+++ Source records +++

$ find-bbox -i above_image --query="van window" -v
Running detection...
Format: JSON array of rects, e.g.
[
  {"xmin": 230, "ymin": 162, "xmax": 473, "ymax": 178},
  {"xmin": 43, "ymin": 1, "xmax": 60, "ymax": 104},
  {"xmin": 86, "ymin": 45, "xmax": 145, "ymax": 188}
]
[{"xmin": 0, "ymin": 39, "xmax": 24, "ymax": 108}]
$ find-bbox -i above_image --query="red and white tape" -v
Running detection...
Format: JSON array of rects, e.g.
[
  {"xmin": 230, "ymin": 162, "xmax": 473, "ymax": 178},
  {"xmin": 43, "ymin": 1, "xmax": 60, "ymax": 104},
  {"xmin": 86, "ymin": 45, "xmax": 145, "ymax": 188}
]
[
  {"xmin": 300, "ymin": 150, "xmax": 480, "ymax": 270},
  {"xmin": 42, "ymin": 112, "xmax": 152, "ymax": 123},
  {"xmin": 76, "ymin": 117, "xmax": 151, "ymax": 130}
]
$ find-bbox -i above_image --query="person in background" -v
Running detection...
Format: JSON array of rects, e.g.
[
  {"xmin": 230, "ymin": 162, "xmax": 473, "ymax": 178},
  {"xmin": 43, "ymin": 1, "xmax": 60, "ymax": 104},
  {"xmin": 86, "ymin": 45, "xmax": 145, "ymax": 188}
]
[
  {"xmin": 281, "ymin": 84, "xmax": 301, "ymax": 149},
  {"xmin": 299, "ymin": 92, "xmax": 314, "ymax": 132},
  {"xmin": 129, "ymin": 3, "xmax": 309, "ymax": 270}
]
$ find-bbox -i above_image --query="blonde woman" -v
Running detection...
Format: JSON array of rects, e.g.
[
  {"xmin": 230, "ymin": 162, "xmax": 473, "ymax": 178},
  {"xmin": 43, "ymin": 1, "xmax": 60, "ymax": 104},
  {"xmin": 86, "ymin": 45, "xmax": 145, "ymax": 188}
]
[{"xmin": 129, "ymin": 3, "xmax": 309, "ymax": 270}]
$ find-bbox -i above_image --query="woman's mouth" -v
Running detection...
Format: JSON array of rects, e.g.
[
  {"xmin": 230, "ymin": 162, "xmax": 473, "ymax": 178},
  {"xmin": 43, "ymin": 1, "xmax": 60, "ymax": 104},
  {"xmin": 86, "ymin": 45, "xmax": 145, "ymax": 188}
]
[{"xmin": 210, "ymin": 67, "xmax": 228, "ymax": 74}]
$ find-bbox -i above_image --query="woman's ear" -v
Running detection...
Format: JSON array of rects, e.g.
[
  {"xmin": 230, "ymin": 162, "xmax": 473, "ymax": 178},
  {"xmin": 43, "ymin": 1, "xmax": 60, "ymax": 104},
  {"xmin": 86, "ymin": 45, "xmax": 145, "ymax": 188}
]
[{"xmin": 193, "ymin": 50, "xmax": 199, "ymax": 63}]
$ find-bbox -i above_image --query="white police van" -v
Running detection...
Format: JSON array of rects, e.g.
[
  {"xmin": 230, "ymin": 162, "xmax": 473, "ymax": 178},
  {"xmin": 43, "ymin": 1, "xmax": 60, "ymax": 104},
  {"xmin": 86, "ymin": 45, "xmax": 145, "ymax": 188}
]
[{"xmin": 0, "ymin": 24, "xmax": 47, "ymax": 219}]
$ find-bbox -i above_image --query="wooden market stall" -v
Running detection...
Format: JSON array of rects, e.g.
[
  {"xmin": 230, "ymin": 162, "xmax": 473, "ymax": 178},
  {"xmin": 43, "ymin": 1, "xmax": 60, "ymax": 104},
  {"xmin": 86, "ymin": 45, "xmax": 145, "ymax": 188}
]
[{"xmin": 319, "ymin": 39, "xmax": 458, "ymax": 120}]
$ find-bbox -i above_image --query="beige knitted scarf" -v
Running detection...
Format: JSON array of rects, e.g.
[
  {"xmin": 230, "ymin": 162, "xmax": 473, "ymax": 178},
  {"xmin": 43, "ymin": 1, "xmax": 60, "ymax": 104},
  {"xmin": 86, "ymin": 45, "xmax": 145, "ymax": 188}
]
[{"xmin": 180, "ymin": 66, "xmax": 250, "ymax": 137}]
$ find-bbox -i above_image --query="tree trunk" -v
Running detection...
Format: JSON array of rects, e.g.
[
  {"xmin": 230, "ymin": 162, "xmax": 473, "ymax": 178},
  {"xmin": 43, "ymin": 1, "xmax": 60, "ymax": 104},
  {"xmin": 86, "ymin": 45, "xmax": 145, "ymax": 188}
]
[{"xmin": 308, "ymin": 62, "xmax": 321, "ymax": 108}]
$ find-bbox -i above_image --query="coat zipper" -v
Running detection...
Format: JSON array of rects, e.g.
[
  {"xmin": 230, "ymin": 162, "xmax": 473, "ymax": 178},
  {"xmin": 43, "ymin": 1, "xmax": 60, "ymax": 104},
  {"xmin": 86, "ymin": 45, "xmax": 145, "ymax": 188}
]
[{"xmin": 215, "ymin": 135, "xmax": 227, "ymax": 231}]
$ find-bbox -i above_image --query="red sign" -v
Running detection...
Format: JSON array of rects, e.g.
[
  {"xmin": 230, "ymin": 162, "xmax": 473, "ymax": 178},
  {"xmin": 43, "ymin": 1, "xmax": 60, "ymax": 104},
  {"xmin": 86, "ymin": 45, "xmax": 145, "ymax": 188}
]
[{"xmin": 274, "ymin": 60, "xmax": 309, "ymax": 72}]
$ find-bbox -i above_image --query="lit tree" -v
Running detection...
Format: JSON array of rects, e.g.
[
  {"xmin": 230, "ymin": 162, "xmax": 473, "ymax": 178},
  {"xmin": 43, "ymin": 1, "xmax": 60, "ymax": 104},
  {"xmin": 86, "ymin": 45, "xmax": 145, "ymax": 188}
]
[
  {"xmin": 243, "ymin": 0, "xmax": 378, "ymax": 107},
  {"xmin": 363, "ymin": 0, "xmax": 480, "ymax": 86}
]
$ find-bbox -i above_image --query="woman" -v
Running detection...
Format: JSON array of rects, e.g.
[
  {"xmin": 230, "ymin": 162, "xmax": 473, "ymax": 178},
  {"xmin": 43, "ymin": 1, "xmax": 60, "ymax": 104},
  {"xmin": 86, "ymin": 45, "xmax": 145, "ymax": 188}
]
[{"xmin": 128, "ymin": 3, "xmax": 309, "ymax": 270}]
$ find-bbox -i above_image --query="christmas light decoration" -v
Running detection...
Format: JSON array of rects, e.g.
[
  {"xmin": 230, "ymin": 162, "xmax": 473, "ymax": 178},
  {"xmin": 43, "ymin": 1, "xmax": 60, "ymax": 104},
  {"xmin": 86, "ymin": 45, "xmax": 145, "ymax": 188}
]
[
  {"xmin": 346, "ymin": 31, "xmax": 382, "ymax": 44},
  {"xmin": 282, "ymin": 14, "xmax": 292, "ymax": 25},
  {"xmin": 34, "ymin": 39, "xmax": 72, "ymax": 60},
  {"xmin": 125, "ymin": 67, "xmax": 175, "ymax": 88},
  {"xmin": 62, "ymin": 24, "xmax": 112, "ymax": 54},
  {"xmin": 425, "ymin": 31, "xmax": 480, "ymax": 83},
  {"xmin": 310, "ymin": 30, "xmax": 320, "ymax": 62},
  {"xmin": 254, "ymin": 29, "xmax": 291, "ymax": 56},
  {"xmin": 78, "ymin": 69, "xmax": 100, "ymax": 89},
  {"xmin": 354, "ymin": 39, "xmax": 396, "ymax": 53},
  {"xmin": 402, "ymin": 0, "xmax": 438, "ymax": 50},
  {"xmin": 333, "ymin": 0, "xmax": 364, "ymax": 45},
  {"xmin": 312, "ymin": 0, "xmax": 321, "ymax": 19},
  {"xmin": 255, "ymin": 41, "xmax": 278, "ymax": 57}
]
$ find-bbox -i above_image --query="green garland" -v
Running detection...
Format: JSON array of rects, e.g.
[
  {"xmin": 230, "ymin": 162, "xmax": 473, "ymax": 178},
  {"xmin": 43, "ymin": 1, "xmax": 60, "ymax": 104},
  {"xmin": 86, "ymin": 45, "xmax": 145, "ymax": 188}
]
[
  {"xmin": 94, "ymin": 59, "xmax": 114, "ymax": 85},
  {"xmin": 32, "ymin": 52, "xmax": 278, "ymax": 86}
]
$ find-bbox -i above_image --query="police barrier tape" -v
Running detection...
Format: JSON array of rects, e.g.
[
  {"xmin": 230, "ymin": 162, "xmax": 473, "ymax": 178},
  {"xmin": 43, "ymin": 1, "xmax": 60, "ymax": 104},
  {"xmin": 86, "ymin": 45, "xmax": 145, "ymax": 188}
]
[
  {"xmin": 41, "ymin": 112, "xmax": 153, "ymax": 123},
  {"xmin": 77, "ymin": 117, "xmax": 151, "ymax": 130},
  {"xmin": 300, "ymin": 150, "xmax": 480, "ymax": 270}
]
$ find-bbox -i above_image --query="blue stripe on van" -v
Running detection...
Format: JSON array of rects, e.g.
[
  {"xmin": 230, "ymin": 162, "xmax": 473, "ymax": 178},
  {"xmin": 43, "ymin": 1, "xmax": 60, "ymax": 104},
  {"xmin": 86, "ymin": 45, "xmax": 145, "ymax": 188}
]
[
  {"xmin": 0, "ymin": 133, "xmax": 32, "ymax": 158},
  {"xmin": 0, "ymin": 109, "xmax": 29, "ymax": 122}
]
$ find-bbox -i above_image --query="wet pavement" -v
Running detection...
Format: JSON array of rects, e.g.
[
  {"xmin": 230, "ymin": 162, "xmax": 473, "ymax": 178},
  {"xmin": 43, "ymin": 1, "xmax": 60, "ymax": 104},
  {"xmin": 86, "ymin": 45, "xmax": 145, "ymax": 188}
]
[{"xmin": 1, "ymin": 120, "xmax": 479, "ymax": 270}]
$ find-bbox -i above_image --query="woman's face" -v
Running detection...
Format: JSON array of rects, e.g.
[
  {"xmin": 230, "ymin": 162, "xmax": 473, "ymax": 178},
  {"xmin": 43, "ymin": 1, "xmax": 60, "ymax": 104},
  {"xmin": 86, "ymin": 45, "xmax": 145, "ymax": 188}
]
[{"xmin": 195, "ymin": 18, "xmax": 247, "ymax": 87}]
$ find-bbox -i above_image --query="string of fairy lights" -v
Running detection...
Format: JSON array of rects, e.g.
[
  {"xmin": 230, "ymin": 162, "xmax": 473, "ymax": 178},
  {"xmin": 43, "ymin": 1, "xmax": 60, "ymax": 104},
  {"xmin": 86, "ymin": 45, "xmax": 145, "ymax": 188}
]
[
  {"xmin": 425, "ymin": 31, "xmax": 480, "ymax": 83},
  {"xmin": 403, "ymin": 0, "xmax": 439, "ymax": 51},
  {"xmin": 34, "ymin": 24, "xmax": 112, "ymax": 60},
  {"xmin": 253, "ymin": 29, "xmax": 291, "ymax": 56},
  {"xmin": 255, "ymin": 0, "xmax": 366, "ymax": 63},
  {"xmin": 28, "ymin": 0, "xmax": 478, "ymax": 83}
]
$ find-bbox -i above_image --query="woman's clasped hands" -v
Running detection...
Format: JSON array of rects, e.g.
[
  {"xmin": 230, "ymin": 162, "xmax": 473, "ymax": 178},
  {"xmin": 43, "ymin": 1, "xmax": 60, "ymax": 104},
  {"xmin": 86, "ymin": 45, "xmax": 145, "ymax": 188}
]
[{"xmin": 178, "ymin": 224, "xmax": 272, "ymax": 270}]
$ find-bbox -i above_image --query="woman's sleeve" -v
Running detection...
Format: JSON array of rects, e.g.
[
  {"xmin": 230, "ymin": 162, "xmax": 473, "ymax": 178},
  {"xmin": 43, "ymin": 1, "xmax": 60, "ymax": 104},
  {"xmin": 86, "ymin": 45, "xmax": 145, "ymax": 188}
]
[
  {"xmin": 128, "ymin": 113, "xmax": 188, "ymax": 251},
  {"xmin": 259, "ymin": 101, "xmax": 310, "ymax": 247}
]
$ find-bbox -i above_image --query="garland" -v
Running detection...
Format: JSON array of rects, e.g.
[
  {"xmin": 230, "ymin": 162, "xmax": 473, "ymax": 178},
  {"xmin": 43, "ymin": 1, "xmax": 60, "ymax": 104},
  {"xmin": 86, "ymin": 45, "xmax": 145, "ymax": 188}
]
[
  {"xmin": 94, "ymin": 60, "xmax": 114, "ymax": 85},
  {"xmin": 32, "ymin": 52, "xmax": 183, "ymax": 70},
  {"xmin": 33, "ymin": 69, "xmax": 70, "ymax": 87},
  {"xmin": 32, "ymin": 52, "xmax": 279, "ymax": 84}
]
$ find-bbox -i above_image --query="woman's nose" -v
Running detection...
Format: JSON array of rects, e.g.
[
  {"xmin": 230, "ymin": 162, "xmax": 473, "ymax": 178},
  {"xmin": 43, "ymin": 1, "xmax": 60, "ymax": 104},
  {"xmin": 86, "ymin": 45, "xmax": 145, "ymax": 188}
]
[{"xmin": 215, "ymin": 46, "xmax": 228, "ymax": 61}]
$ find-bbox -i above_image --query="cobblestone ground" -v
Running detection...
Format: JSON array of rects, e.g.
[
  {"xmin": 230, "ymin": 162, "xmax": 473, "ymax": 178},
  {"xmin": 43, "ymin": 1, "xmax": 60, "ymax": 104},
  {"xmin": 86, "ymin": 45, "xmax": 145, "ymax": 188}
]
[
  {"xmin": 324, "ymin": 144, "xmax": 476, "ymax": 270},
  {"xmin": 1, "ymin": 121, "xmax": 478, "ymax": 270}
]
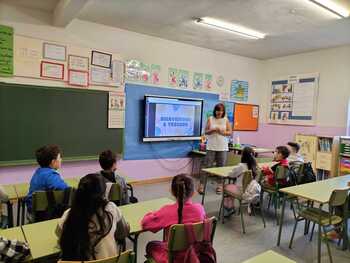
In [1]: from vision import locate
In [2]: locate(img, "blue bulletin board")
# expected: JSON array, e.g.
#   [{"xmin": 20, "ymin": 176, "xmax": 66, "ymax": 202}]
[{"xmin": 124, "ymin": 83, "xmax": 219, "ymax": 160}]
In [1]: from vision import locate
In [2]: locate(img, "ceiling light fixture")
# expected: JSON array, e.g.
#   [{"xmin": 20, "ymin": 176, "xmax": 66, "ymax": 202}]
[
  {"xmin": 195, "ymin": 17, "xmax": 266, "ymax": 40},
  {"xmin": 308, "ymin": 0, "xmax": 349, "ymax": 18}
]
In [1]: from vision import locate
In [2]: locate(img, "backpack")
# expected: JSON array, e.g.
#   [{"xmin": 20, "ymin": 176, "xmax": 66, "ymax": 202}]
[
  {"xmin": 183, "ymin": 220, "xmax": 216, "ymax": 263},
  {"xmin": 299, "ymin": 162, "xmax": 316, "ymax": 184},
  {"xmin": 0, "ymin": 237, "xmax": 30, "ymax": 262}
]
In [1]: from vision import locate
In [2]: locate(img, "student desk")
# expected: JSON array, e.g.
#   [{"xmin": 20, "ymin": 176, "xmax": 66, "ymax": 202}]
[
  {"xmin": 201, "ymin": 162, "xmax": 276, "ymax": 215},
  {"xmin": 0, "ymin": 226, "xmax": 26, "ymax": 242},
  {"xmin": 242, "ymin": 250, "xmax": 296, "ymax": 263},
  {"xmin": 277, "ymin": 175, "xmax": 350, "ymax": 263},
  {"xmin": 21, "ymin": 218, "xmax": 60, "ymax": 261},
  {"xmin": 189, "ymin": 150, "xmax": 207, "ymax": 176},
  {"xmin": 119, "ymin": 197, "xmax": 173, "ymax": 261},
  {"xmin": 229, "ymin": 146, "xmax": 274, "ymax": 157},
  {"xmin": 3, "ymin": 185, "xmax": 18, "ymax": 227}
]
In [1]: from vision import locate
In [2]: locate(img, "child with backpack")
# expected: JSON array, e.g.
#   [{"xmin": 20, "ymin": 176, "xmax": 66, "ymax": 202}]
[
  {"xmin": 142, "ymin": 174, "xmax": 206, "ymax": 263},
  {"xmin": 262, "ymin": 146, "xmax": 290, "ymax": 187}
]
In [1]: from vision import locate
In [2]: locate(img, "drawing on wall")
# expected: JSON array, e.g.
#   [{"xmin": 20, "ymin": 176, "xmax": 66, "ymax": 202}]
[
  {"xmin": 193, "ymin": 72, "xmax": 203, "ymax": 90},
  {"xmin": 216, "ymin": 75, "xmax": 224, "ymax": 88},
  {"xmin": 151, "ymin": 64, "xmax": 161, "ymax": 84},
  {"xmin": 178, "ymin": 69, "xmax": 189, "ymax": 88},
  {"xmin": 125, "ymin": 59, "xmax": 142, "ymax": 82},
  {"xmin": 168, "ymin": 67, "xmax": 178, "ymax": 87},
  {"xmin": 230, "ymin": 80, "xmax": 248, "ymax": 101},
  {"xmin": 204, "ymin": 74, "xmax": 213, "ymax": 90},
  {"xmin": 140, "ymin": 62, "xmax": 150, "ymax": 83}
]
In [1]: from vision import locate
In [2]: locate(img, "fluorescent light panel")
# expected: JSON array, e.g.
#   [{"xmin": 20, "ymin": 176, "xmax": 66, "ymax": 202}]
[
  {"xmin": 195, "ymin": 17, "xmax": 266, "ymax": 39},
  {"xmin": 308, "ymin": 0, "xmax": 349, "ymax": 18}
]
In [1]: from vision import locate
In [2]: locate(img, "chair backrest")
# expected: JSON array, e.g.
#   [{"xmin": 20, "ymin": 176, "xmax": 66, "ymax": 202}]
[
  {"xmin": 329, "ymin": 189, "xmax": 349, "ymax": 207},
  {"xmin": 32, "ymin": 188, "xmax": 74, "ymax": 222},
  {"xmin": 167, "ymin": 217, "xmax": 217, "ymax": 263},
  {"xmin": 242, "ymin": 170, "xmax": 253, "ymax": 192},
  {"xmin": 108, "ymin": 183, "xmax": 122, "ymax": 203},
  {"xmin": 57, "ymin": 249, "xmax": 135, "ymax": 263}
]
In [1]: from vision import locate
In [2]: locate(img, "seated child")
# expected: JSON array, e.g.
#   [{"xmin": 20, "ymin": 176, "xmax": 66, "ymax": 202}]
[
  {"xmin": 25, "ymin": 145, "xmax": 68, "ymax": 214},
  {"xmin": 99, "ymin": 150, "xmax": 130, "ymax": 205},
  {"xmin": 224, "ymin": 147, "xmax": 261, "ymax": 216},
  {"xmin": 57, "ymin": 173, "xmax": 129, "ymax": 260},
  {"xmin": 262, "ymin": 146, "xmax": 290, "ymax": 187},
  {"xmin": 142, "ymin": 174, "xmax": 206, "ymax": 263},
  {"xmin": 287, "ymin": 142, "xmax": 304, "ymax": 163}
]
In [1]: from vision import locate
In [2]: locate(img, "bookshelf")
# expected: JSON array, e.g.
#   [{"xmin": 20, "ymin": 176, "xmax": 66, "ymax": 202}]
[
  {"xmin": 338, "ymin": 136, "xmax": 350, "ymax": 176},
  {"xmin": 295, "ymin": 134, "xmax": 339, "ymax": 178}
]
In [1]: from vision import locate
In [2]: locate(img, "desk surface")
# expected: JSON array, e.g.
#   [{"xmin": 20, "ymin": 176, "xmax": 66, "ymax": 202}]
[
  {"xmin": 0, "ymin": 226, "xmax": 26, "ymax": 242},
  {"xmin": 280, "ymin": 175, "xmax": 350, "ymax": 204},
  {"xmin": 22, "ymin": 219, "xmax": 59, "ymax": 260},
  {"xmin": 230, "ymin": 146, "xmax": 274, "ymax": 154},
  {"xmin": 242, "ymin": 250, "xmax": 296, "ymax": 263},
  {"xmin": 202, "ymin": 162, "xmax": 276, "ymax": 177},
  {"xmin": 120, "ymin": 197, "xmax": 173, "ymax": 234},
  {"xmin": 3, "ymin": 185, "xmax": 18, "ymax": 201}
]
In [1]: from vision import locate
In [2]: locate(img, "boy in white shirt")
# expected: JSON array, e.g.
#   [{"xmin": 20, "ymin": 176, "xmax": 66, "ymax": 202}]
[{"xmin": 287, "ymin": 142, "xmax": 304, "ymax": 163}]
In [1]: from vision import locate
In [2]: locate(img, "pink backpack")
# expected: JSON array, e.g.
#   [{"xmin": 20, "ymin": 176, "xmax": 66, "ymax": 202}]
[{"xmin": 183, "ymin": 220, "xmax": 217, "ymax": 263}]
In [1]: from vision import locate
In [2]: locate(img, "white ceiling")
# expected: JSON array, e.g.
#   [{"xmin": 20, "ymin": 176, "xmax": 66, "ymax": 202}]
[{"xmin": 5, "ymin": 0, "xmax": 350, "ymax": 59}]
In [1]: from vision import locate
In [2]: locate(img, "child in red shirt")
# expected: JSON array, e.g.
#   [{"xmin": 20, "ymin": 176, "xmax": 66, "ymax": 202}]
[{"xmin": 262, "ymin": 146, "xmax": 290, "ymax": 187}]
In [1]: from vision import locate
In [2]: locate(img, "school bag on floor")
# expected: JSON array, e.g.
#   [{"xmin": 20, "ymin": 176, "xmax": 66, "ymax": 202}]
[{"xmin": 183, "ymin": 220, "xmax": 216, "ymax": 263}]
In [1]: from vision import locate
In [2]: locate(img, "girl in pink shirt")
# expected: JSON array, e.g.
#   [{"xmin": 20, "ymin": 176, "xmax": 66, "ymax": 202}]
[{"xmin": 141, "ymin": 174, "xmax": 206, "ymax": 263}]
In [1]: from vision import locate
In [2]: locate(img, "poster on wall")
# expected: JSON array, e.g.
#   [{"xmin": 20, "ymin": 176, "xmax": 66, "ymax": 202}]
[
  {"xmin": 268, "ymin": 73, "xmax": 319, "ymax": 126},
  {"xmin": 151, "ymin": 64, "xmax": 160, "ymax": 84},
  {"xmin": 43, "ymin": 43, "xmax": 66, "ymax": 61},
  {"xmin": 90, "ymin": 66, "xmax": 111, "ymax": 84},
  {"xmin": 68, "ymin": 55, "xmax": 89, "ymax": 71},
  {"xmin": 204, "ymin": 74, "xmax": 213, "ymax": 90},
  {"xmin": 230, "ymin": 80, "xmax": 248, "ymax": 101},
  {"xmin": 112, "ymin": 60, "xmax": 124, "ymax": 86},
  {"xmin": 178, "ymin": 69, "xmax": 189, "ymax": 88},
  {"xmin": 68, "ymin": 70, "xmax": 89, "ymax": 87},
  {"xmin": 0, "ymin": 25, "xmax": 13, "ymax": 77},
  {"xmin": 125, "ymin": 59, "xmax": 142, "ymax": 82},
  {"xmin": 193, "ymin": 72, "xmax": 203, "ymax": 90},
  {"xmin": 168, "ymin": 67, "xmax": 178, "ymax": 87},
  {"xmin": 91, "ymin": 50, "xmax": 112, "ymax": 68},
  {"xmin": 140, "ymin": 62, "xmax": 150, "ymax": 83},
  {"xmin": 40, "ymin": 61, "xmax": 64, "ymax": 80},
  {"xmin": 108, "ymin": 92, "xmax": 125, "ymax": 128}
]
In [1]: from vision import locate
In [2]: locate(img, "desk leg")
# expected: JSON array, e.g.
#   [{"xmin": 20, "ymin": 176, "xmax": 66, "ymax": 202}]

+++

How to complete this task » The expected output is each line of the records above that includes the word "blue".

Output below »
$ find-bbox -i above_image --query="blue stripe on van" -v
In [2]: locate(img, "blue bulletin board")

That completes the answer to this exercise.